• **Task statement**
In this material, which lines include the string "road"? Show them.
────────────────────
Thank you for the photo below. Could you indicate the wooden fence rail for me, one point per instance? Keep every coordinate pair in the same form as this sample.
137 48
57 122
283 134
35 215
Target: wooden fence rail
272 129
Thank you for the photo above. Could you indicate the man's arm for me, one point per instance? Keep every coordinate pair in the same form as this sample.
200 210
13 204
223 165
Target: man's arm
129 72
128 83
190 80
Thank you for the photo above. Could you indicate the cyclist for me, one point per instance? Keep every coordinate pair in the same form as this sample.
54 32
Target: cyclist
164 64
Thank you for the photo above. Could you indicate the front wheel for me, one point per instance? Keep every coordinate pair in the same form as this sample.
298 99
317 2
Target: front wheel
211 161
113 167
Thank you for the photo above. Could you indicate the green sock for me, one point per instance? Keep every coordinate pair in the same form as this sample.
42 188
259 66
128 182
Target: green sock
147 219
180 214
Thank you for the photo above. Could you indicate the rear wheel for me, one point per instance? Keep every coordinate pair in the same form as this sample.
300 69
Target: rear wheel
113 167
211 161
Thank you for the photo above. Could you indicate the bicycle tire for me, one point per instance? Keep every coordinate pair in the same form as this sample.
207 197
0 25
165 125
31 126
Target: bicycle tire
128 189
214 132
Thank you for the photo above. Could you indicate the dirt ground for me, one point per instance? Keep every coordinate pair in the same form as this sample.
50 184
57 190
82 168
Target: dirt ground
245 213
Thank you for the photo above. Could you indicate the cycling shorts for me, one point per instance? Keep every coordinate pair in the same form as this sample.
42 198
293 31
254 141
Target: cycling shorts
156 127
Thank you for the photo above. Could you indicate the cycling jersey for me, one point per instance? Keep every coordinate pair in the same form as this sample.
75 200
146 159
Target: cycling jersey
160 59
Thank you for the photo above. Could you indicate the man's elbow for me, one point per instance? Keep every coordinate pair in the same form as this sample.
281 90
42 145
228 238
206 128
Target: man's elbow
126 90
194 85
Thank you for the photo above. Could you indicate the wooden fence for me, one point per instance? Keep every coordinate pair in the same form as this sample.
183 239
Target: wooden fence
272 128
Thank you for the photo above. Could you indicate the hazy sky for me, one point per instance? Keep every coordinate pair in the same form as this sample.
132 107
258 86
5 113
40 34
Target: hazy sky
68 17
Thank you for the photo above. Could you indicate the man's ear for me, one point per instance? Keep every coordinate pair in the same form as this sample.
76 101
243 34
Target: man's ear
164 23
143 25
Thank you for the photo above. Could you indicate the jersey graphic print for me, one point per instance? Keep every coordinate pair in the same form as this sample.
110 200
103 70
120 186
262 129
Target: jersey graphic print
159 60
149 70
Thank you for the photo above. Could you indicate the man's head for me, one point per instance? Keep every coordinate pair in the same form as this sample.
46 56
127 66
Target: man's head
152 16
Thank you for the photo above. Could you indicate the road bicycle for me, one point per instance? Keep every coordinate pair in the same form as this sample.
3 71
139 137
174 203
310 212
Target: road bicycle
────────────────────
• **Answer to the exercise**
Thank you for the photo above. Could you indicate the road bicycle for me, one point per instance? Keep every coordinate pair in the same form as this sample.
Target: road bicycle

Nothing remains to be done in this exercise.